--- DOCUMENT EXTRACT ---

Simply put these people are angry and easily attracted to any movement that promises them a sense of control and a feeling of belonging. And for this the Left is not without blame. Instead of coming to their aid the Democratic Party and the bi-coastal academic left (obsessed with identity politics and oblivious to the suffering of ordinary working-class America) has been content to poke fun at the stupidity and ignorance of the middle and working classes that make up a good portion of the country’s interior. As factories closed and Wal-Mart began its anti-labor occupation of the Mid-West and the South, Democratic politicians did nothing to help and much to exacerbate the problem, while culturally enlightened liberals fled, as they always have, for the Hollywood hills and the towers of Manhattan. Safe in their glass cages they asked themselves “what’s wrong with Kansas” even as they watched the rest of the nation sink first into a coma of post-consumption debt fueled by years of wage stagnation and lender greed, and then slowly into joblessness and eventual bankruptcy.
Instead of uniting working-class blacks and whites to fight together for greater representation of their shared interests, the left was content to spend its time talking about identity and equal opportunity, teaching college kids how to be nice and eventually how to use their new found skills and political correctness to get ahead of their less enlightened peers of all races from Iowa and Oklahoma, Georgia and South Carolina. The idea of social solidarity and class consciousness that was at the core of the left’s historical agenda has been replaced with an ethos of technocratic equality and a vision of a multi-ethnic rainbow of ruling elites. Blacks like Obama who attended Harvard now have a greater chance of becoming a politician or corporate lawyer than ever, but the chance of a black man or a group of black workers joining or forming a union is as low as it’s been in almost a century.
Clearly any party interested in its own future will at least recognize the political potential of this new group of left-behinds and seek to find better more suitable ways to channel that anger into more constructive protest. But this is unlikely. The Democratic Party’s bungled health care bill (which is looking more and more like a boon for the health insurance companies) and its virtual abandonment of card check legislation (which would guarantee a significant increase in national union membership) shows all too well that it has neither the power or the inclination to push through the much needed social changes that in themselves would create greater equality and solidarity among all the working classes regardless of race or ethnicity. That so many could be so easily convinced to act against their own interests is indeed a testament to the power of racial and class identification. That middle class America has been largely abandoned by the same party that helped create it is symptomatic of the nature of political entropy, and the fact that the Democratic Party is now seeing such anger directed at its own president is no surprise.

---

▶ **GOAL OF THE EXERCISE**: According to the essay on the Democratic Party and the working class, what would card check legislation guarantee? The rows are separate material and have no connection to the essay.

--- MATERIAL SUPPLIED ---

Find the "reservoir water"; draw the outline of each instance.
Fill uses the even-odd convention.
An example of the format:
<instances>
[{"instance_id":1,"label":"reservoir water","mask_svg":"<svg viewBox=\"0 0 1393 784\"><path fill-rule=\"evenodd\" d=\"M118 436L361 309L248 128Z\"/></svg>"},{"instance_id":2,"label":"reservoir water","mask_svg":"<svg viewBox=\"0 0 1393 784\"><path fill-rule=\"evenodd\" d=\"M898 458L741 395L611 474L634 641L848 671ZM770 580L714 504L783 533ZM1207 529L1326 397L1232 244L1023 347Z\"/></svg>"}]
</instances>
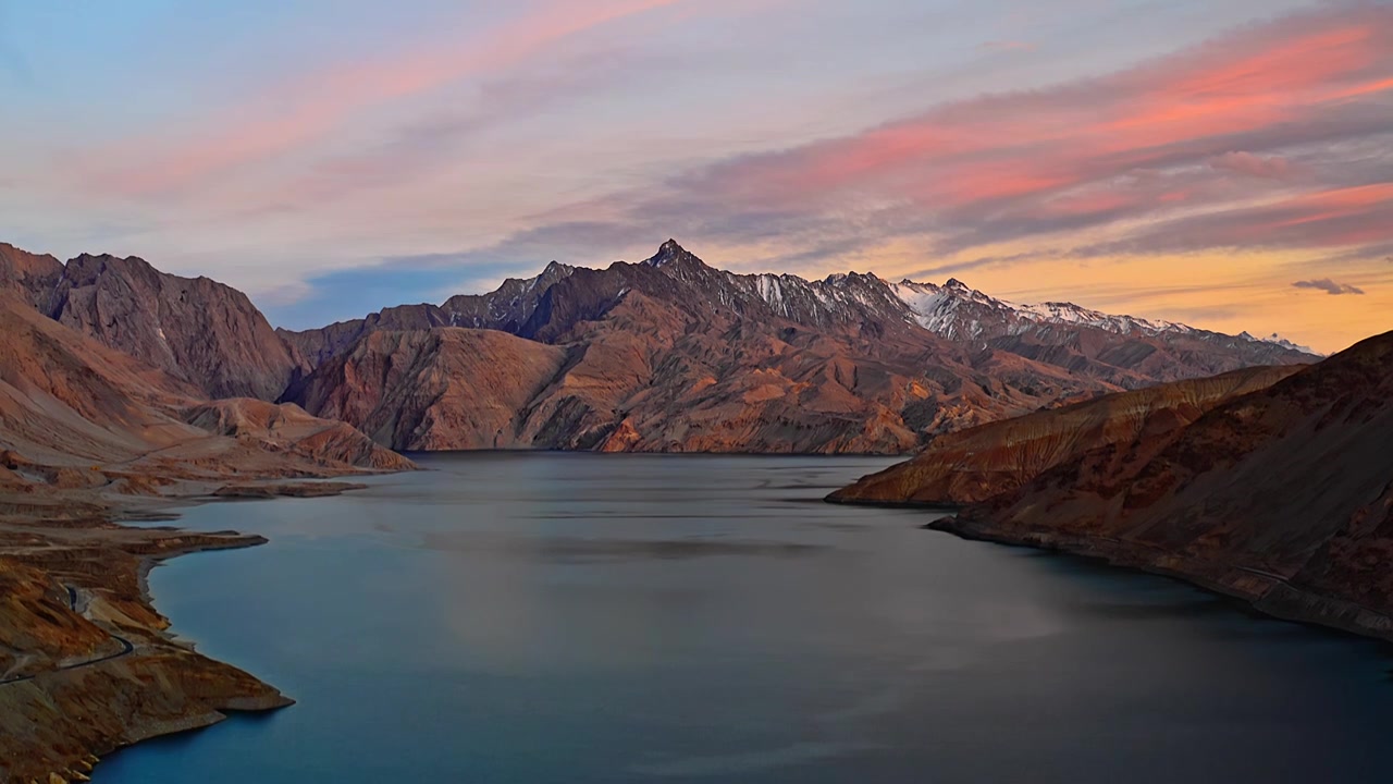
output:
<instances>
[{"instance_id":1,"label":"reservoir water","mask_svg":"<svg viewBox=\"0 0 1393 784\"><path fill-rule=\"evenodd\" d=\"M298 704L99 784L1393 781L1387 651L830 506L862 458L433 455L180 523L156 605Z\"/></svg>"}]
</instances>

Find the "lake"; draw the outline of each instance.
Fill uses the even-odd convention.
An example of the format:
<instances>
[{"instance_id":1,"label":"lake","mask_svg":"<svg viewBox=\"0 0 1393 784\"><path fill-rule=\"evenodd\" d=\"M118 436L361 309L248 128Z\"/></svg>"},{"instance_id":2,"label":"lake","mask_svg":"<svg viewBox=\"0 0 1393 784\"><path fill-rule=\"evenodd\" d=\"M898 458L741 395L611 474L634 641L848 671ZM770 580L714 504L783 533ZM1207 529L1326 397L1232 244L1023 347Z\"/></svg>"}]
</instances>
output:
<instances>
[{"instance_id":1,"label":"lake","mask_svg":"<svg viewBox=\"0 0 1393 784\"><path fill-rule=\"evenodd\" d=\"M1393 781L1387 650L819 499L872 458L428 455L181 525L156 605L299 703L99 784Z\"/></svg>"}]
</instances>

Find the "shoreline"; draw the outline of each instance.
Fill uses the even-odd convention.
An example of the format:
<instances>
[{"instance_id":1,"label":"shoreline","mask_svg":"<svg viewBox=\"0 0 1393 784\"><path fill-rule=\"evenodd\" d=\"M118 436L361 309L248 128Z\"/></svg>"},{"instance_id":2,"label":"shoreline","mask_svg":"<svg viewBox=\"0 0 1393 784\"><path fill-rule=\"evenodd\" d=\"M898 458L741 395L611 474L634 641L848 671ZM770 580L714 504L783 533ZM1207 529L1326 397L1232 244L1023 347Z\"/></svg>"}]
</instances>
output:
<instances>
[{"instance_id":1,"label":"shoreline","mask_svg":"<svg viewBox=\"0 0 1393 784\"><path fill-rule=\"evenodd\" d=\"M843 504L861 505L858 502ZM1195 561L1159 550L1152 554L1152 558L1146 558L1142 554L1148 551L1133 543L1064 536L1053 532L1006 533L965 522L958 516L932 520L921 527L968 541L1028 547L1042 552L1085 558L1119 569L1170 578L1236 600L1265 618L1319 628L1328 633L1339 632L1380 643L1393 643L1393 617L1339 597L1322 596L1293 586L1279 575L1268 575L1245 566Z\"/></svg>"},{"instance_id":2,"label":"shoreline","mask_svg":"<svg viewBox=\"0 0 1393 784\"><path fill-rule=\"evenodd\" d=\"M380 472L348 476L369 473ZM209 502L304 497L306 484L238 481L238 490L254 490L248 494L184 487L187 495L104 497L96 516L0 518L0 580L17 597L8 614L0 615L0 625L31 646L22 650L0 639L0 675L22 677L0 684L0 781L88 781L102 756L123 748L202 730L231 713L294 704L255 675L178 639L149 589L150 571L166 561L259 547L269 540L233 530L195 533L130 523L178 520L176 509ZM344 481L313 485L308 492L313 497L366 487ZM131 649L65 667L116 642Z\"/></svg>"}]
</instances>

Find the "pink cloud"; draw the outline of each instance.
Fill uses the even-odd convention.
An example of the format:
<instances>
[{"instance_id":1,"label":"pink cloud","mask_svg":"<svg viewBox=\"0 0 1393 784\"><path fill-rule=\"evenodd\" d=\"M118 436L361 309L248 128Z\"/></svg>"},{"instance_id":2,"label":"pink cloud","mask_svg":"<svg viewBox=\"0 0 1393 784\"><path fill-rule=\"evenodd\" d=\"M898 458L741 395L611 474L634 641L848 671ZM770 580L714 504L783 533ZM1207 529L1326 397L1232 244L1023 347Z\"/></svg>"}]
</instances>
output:
<instances>
[{"instance_id":1,"label":"pink cloud","mask_svg":"<svg viewBox=\"0 0 1393 784\"><path fill-rule=\"evenodd\" d=\"M1269 177L1280 180L1291 173L1291 163L1277 155L1254 155L1251 152L1226 152L1209 159L1209 167L1247 174L1250 177Z\"/></svg>"},{"instance_id":2,"label":"pink cloud","mask_svg":"<svg viewBox=\"0 0 1393 784\"><path fill-rule=\"evenodd\" d=\"M939 106L854 137L737 159L694 176L691 187L800 209L871 193L986 211L1158 166L1209 163L1272 179L1289 173L1283 158L1233 152L1233 142L1318 140L1353 123L1350 107L1393 95L1390 74L1393 10L1308 14L1113 75Z\"/></svg>"},{"instance_id":3,"label":"pink cloud","mask_svg":"<svg viewBox=\"0 0 1393 784\"><path fill-rule=\"evenodd\" d=\"M159 138L128 140L96 159L135 163L99 166L79 176L95 187L130 197L181 191L311 144L362 110L506 68L561 39L680 1L552 0L540 11L490 31L481 42L465 42L449 52L371 60L298 81L228 109L221 121L196 140L176 144Z\"/></svg>"}]
</instances>

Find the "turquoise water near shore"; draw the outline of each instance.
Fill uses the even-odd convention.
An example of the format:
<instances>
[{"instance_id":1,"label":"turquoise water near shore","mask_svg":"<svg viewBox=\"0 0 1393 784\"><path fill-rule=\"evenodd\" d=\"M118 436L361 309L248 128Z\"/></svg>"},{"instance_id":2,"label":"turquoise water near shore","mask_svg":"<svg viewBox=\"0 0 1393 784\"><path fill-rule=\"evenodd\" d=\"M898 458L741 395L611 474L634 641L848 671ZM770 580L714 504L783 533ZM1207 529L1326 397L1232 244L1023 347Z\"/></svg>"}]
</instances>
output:
<instances>
[{"instance_id":1,"label":"turquoise water near shore","mask_svg":"<svg viewBox=\"0 0 1393 784\"><path fill-rule=\"evenodd\" d=\"M468 453L192 508L156 605L299 700L99 784L1393 781L1383 646L819 499L875 458Z\"/></svg>"}]
</instances>

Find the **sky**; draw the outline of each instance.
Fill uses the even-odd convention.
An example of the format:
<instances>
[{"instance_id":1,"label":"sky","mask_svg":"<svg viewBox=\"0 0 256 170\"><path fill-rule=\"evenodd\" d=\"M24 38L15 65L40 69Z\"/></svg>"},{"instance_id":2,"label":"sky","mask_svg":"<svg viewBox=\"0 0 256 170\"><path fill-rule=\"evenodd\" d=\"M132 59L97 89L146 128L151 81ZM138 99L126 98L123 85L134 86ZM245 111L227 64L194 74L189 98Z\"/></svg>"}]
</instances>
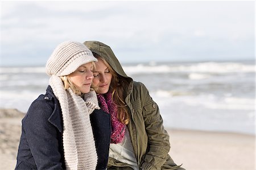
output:
<instances>
[{"instance_id":1,"label":"sky","mask_svg":"<svg viewBox=\"0 0 256 170\"><path fill-rule=\"evenodd\" d=\"M1 66L44 65L66 40L121 63L255 60L254 1L1 1Z\"/></svg>"}]
</instances>

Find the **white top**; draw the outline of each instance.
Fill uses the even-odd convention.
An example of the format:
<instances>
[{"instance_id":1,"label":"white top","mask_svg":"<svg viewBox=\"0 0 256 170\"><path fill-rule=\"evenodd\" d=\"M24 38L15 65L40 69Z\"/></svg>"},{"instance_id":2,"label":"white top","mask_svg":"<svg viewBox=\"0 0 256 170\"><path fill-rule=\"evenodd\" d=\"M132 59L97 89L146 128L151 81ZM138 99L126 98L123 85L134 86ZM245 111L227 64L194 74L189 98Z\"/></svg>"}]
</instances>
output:
<instances>
[{"instance_id":1,"label":"white top","mask_svg":"<svg viewBox=\"0 0 256 170\"><path fill-rule=\"evenodd\" d=\"M125 128L123 141L117 144L110 143L109 157L130 165L134 170L139 169L127 126Z\"/></svg>"}]
</instances>

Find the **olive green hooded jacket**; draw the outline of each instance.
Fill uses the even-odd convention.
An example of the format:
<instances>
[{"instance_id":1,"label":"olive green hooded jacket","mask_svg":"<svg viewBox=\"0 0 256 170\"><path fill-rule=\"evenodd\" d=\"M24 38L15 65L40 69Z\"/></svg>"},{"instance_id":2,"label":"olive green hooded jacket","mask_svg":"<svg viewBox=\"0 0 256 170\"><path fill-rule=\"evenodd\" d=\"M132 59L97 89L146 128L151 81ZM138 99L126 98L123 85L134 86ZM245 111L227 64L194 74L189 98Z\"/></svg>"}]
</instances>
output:
<instances>
[{"instance_id":1,"label":"olive green hooded jacket","mask_svg":"<svg viewBox=\"0 0 256 170\"><path fill-rule=\"evenodd\" d=\"M126 75L110 47L96 41L84 44L130 82L125 99L130 116L127 127L139 167L142 169L184 169L175 164L168 155L169 135L163 126L158 106L145 86ZM108 167L108 169L132 169L129 165L112 157L109 159Z\"/></svg>"}]
</instances>

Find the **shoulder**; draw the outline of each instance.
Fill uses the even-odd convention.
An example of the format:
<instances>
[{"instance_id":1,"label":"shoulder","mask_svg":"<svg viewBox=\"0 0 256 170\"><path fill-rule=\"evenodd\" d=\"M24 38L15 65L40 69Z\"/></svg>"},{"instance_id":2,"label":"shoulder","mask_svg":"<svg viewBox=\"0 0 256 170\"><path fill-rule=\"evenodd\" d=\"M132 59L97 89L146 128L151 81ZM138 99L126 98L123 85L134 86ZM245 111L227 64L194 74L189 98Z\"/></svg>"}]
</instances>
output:
<instances>
[{"instance_id":1,"label":"shoulder","mask_svg":"<svg viewBox=\"0 0 256 170\"><path fill-rule=\"evenodd\" d=\"M22 121L46 121L51 117L55 107L55 96L46 93L40 95L30 105L28 110Z\"/></svg>"}]
</instances>

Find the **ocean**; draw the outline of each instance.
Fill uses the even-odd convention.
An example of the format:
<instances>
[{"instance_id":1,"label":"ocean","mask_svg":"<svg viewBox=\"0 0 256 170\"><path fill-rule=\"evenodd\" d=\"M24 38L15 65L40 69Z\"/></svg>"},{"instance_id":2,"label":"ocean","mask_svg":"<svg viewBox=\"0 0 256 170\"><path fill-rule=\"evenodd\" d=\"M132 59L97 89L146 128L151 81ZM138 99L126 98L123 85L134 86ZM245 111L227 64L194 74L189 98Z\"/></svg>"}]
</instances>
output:
<instances>
[{"instance_id":1,"label":"ocean","mask_svg":"<svg viewBox=\"0 0 256 170\"><path fill-rule=\"evenodd\" d=\"M255 134L254 61L123 66L128 76L148 88L165 127ZM0 107L26 113L45 93L49 76L44 66L1 69Z\"/></svg>"}]
</instances>

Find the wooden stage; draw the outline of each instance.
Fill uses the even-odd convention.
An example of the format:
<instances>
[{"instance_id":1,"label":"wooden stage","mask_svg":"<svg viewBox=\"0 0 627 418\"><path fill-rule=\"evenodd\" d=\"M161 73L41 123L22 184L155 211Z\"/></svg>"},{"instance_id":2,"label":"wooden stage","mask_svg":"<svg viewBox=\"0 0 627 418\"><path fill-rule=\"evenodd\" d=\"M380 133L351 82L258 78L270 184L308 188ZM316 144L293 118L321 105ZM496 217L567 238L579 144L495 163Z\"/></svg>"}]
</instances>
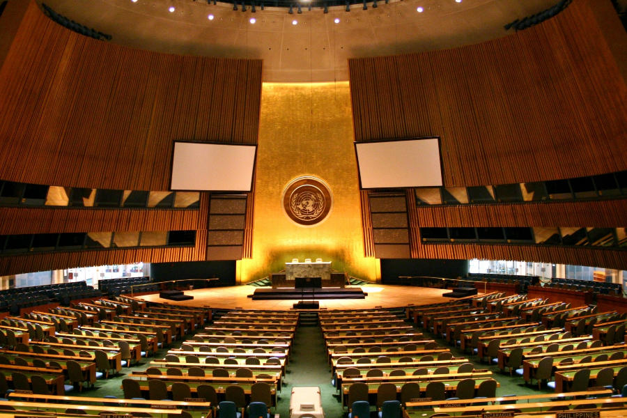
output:
<instances>
[{"instance_id":1,"label":"wooden stage","mask_svg":"<svg viewBox=\"0 0 627 418\"><path fill-rule=\"evenodd\" d=\"M435 289L411 286L394 286L371 284L360 287L368 293L365 299L320 300L320 308L328 309L364 309L375 307L394 307L409 304L416 305L450 302L449 297L443 297L442 293L450 292L448 289ZM185 295L194 296L192 300L175 302L159 297L159 293L138 296L145 300L161 302L173 305L189 307L211 307L212 308L244 309L287 310L292 309L295 300L251 300L248 295L255 289L263 288L242 285L229 287L210 288L185 291Z\"/></svg>"}]
</instances>

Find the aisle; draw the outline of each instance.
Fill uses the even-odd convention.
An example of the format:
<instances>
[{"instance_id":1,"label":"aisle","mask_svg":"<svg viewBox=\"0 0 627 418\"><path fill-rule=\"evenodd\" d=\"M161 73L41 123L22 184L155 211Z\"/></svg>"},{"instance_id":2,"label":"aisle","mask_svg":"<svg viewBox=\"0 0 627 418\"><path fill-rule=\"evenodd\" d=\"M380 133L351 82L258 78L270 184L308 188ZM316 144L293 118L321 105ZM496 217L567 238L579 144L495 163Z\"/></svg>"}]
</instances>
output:
<instances>
[{"instance_id":1,"label":"aisle","mask_svg":"<svg viewBox=\"0 0 627 418\"><path fill-rule=\"evenodd\" d=\"M343 411L335 388L331 385L331 369L327 362L320 327L299 326L292 341L286 385L279 394L277 412L288 418L293 386L318 386L326 417L339 418Z\"/></svg>"}]
</instances>

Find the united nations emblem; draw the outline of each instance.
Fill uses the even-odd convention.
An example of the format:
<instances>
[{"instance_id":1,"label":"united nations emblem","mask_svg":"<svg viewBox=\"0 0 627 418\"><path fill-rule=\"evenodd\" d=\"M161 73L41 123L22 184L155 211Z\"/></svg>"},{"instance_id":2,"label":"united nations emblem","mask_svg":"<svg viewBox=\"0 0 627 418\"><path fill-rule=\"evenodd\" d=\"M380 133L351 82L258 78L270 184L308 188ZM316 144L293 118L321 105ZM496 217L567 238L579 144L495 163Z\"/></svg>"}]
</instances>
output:
<instances>
[{"instance_id":1,"label":"united nations emblem","mask_svg":"<svg viewBox=\"0 0 627 418\"><path fill-rule=\"evenodd\" d=\"M314 177L299 177L290 182L283 191L282 201L286 215L304 226L322 222L332 203L328 187Z\"/></svg>"}]
</instances>

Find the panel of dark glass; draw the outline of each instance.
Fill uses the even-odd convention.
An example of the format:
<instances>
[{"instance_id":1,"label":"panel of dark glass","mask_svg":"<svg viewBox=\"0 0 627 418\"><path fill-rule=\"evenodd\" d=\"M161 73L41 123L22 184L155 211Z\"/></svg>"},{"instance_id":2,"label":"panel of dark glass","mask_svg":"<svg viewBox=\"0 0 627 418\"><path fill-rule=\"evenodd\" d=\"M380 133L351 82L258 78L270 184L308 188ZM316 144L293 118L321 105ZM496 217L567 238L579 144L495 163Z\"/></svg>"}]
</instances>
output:
<instances>
[{"instance_id":1,"label":"panel of dark glass","mask_svg":"<svg viewBox=\"0 0 627 418\"><path fill-rule=\"evenodd\" d=\"M95 206L100 208L119 208L122 201L122 190L98 189L96 190Z\"/></svg>"},{"instance_id":2,"label":"panel of dark glass","mask_svg":"<svg viewBox=\"0 0 627 418\"><path fill-rule=\"evenodd\" d=\"M168 233L168 245L194 245L195 231L171 231Z\"/></svg>"},{"instance_id":3,"label":"panel of dark glass","mask_svg":"<svg viewBox=\"0 0 627 418\"><path fill-rule=\"evenodd\" d=\"M150 192L133 190L124 201L125 208L146 208Z\"/></svg>"},{"instance_id":4,"label":"panel of dark glass","mask_svg":"<svg viewBox=\"0 0 627 418\"><path fill-rule=\"evenodd\" d=\"M578 199L596 197L596 191L591 177L578 177L571 179L571 187Z\"/></svg>"},{"instance_id":5,"label":"panel of dark glass","mask_svg":"<svg viewBox=\"0 0 627 418\"><path fill-rule=\"evenodd\" d=\"M109 233L109 239L110 238L111 238L111 234ZM109 247L110 247L110 246L111 246L110 242L109 243L109 246L104 247L102 244L100 244L100 242L99 242L98 241L96 241L95 240L92 240L89 237L89 234L87 234L87 235L85 237L85 247L86 248L93 248L93 249L109 248Z\"/></svg>"},{"instance_id":6,"label":"panel of dark glass","mask_svg":"<svg viewBox=\"0 0 627 418\"><path fill-rule=\"evenodd\" d=\"M612 196L621 193L616 183L616 178L611 173L594 176L592 180L594 180L594 185L596 186L596 189L601 196Z\"/></svg>"},{"instance_id":7,"label":"panel of dark glass","mask_svg":"<svg viewBox=\"0 0 627 418\"><path fill-rule=\"evenodd\" d=\"M588 236L586 235L586 229L580 228L568 235L562 233L562 242L564 245L587 245Z\"/></svg>"},{"instance_id":8,"label":"panel of dark glass","mask_svg":"<svg viewBox=\"0 0 627 418\"><path fill-rule=\"evenodd\" d=\"M11 252L26 251L31 245L31 234L10 235L6 238L5 251Z\"/></svg>"},{"instance_id":9,"label":"panel of dark glass","mask_svg":"<svg viewBox=\"0 0 627 418\"><path fill-rule=\"evenodd\" d=\"M449 233L451 240L476 240L474 228L449 228Z\"/></svg>"},{"instance_id":10,"label":"panel of dark glass","mask_svg":"<svg viewBox=\"0 0 627 418\"><path fill-rule=\"evenodd\" d=\"M22 199L24 185L12 181L6 181L0 192L0 203L8 205L17 205Z\"/></svg>"},{"instance_id":11,"label":"panel of dark glass","mask_svg":"<svg viewBox=\"0 0 627 418\"><path fill-rule=\"evenodd\" d=\"M155 205L155 208L171 208L174 205L174 194L170 193L164 199Z\"/></svg>"},{"instance_id":12,"label":"panel of dark glass","mask_svg":"<svg viewBox=\"0 0 627 418\"><path fill-rule=\"evenodd\" d=\"M479 240L486 240L490 241L502 241L505 240L505 237L503 235L502 228L478 227L477 229L477 235L479 237Z\"/></svg>"},{"instance_id":13,"label":"panel of dark glass","mask_svg":"<svg viewBox=\"0 0 627 418\"><path fill-rule=\"evenodd\" d=\"M58 233L36 233L33 235L33 248L54 249L58 238Z\"/></svg>"},{"instance_id":14,"label":"panel of dark glass","mask_svg":"<svg viewBox=\"0 0 627 418\"><path fill-rule=\"evenodd\" d=\"M423 240L447 240L446 228L421 228L420 235Z\"/></svg>"},{"instance_id":15,"label":"panel of dark glass","mask_svg":"<svg viewBox=\"0 0 627 418\"><path fill-rule=\"evenodd\" d=\"M84 232L70 232L59 234L59 246L80 248L85 241Z\"/></svg>"},{"instance_id":16,"label":"panel of dark glass","mask_svg":"<svg viewBox=\"0 0 627 418\"><path fill-rule=\"evenodd\" d=\"M70 194L70 206L84 206L84 199L89 199L91 195L91 189L82 189L79 187L72 187L72 192Z\"/></svg>"},{"instance_id":17,"label":"panel of dark glass","mask_svg":"<svg viewBox=\"0 0 627 418\"><path fill-rule=\"evenodd\" d=\"M616 173L616 180L619 186L623 189L623 193L627 191L627 171L619 171Z\"/></svg>"},{"instance_id":18,"label":"panel of dark glass","mask_svg":"<svg viewBox=\"0 0 627 418\"><path fill-rule=\"evenodd\" d=\"M614 247L615 240L613 228L592 228L588 230L588 238L593 247Z\"/></svg>"},{"instance_id":19,"label":"panel of dark glass","mask_svg":"<svg viewBox=\"0 0 627 418\"><path fill-rule=\"evenodd\" d=\"M551 180L545 182L546 191L551 199L572 199L573 194L567 180Z\"/></svg>"},{"instance_id":20,"label":"panel of dark glass","mask_svg":"<svg viewBox=\"0 0 627 418\"><path fill-rule=\"evenodd\" d=\"M494 187L497 201L500 202L521 202L520 185L500 185Z\"/></svg>"},{"instance_id":21,"label":"panel of dark glass","mask_svg":"<svg viewBox=\"0 0 627 418\"><path fill-rule=\"evenodd\" d=\"M525 187L526 194L531 196L531 198L527 199L529 201L541 201L547 198L546 188L544 183L541 181L525 183L522 187Z\"/></svg>"},{"instance_id":22,"label":"panel of dark glass","mask_svg":"<svg viewBox=\"0 0 627 418\"><path fill-rule=\"evenodd\" d=\"M534 235L531 228L504 228L505 238L510 241L533 241Z\"/></svg>"},{"instance_id":23,"label":"panel of dark glass","mask_svg":"<svg viewBox=\"0 0 627 418\"><path fill-rule=\"evenodd\" d=\"M48 188L48 186L43 185L26 185L24 190L24 198L45 201Z\"/></svg>"},{"instance_id":24,"label":"panel of dark glass","mask_svg":"<svg viewBox=\"0 0 627 418\"><path fill-rule=\"evenodd\" d=\"M493 203L494 198L490 194L488 187L490 186L475 186L468 187L468 199L471 203Z\"/></svg>"}]
</instances>

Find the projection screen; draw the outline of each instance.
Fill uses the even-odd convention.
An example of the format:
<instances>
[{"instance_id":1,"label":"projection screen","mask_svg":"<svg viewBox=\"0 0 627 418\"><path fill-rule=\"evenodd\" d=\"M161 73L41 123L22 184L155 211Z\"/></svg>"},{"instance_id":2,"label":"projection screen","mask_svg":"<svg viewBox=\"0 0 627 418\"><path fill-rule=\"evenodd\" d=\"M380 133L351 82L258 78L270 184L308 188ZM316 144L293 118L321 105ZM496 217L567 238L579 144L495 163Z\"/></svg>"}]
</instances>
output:
<instances>
[{"instance_id":1,"label":"projection screen","mask_svg":"<svg viewBox=\"0 0 627 418\"><path fill-rule=\"evenodd\" d=\"M355 143L362 189L442 186L440 139Z\"/></svg>"},{"instance_id":2,"label":"projection screen","mask_svg":"<svg viewBox=\"0 0 627 418\"><path fill-rule=\"evenodd\" d=\"M256 145L174 142L172 190L249 192Z\"/></svg>"}]
</instances>

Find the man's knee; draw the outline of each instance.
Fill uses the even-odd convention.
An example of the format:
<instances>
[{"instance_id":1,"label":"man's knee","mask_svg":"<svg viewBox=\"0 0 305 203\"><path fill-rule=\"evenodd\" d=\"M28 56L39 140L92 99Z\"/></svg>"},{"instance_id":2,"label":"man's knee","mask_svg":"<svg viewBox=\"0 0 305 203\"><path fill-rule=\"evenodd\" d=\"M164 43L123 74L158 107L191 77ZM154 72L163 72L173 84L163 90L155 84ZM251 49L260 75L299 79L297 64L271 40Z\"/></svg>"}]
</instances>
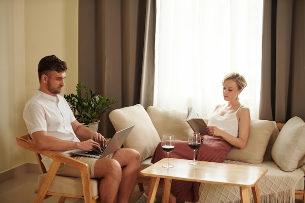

---

▶ **EXPECTED OUTPUT**: A significant increase in national union membership.